*** Reading passage

This article was first published HERE. #prolife
We were told that he was “not compatible with life” and we should “terminate the pregnancy”. But I nearly shouted NO in response to every person who suggested we murder our 5th child.
I shocked the nurse when I said that killing him because “he may not survive or may be born with medical conditions” would be like killing our oldest daughter, Abigail because she was(is) disabled.
His life was as precious to us as Abigail’s …each of them were fearfully and wonderfully made in the image of God. Whether they lived 1 moment or a million, they each had a purpose to fulfill, ordained by God.
They told me my health/life was at risk if I chose to carry him. But I knew my life was in God’s hands, as was Elijah’s.
I felt him in my womb from 12weeks on and I carried him til 25weeks when he was born alive.
His heart beat for 88 minutes outside of my womb and he was worth every bit of “risk” I took to deliver him intact …
He was perfectly imperfect … like me and every human I know.
In fact, I didn’t risk or fight nearly enough and for that, I will forever regret. But, God in His wisdom knew how Elijah’s life and death would impact – not just me – but many people.

******
*** Data to examine

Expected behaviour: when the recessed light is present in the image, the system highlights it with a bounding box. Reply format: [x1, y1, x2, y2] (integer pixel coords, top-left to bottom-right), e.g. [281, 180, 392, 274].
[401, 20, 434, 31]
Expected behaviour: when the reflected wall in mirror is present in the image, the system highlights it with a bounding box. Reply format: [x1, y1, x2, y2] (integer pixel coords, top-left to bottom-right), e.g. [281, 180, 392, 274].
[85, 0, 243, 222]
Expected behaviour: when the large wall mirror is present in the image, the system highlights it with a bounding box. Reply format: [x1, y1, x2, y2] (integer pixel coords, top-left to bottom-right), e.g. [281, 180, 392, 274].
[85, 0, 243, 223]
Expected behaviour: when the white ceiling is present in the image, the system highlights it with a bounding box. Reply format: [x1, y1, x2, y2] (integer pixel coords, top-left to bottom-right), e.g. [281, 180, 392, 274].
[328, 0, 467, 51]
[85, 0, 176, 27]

******

■ The task:
Reproduce the post word for word from "I felt him in" to "human I know.". The lines above are separate from the post.

■ Reply to the task:
I felt him in my womb from 12weeks on and I carried him til 25weeks when he was born alive.
His heart beat for 88 minutes outside of my womb and he was worth every bit of “risk” I took to deliver him intact …
He was perfectly imperfect … like me and every human I know.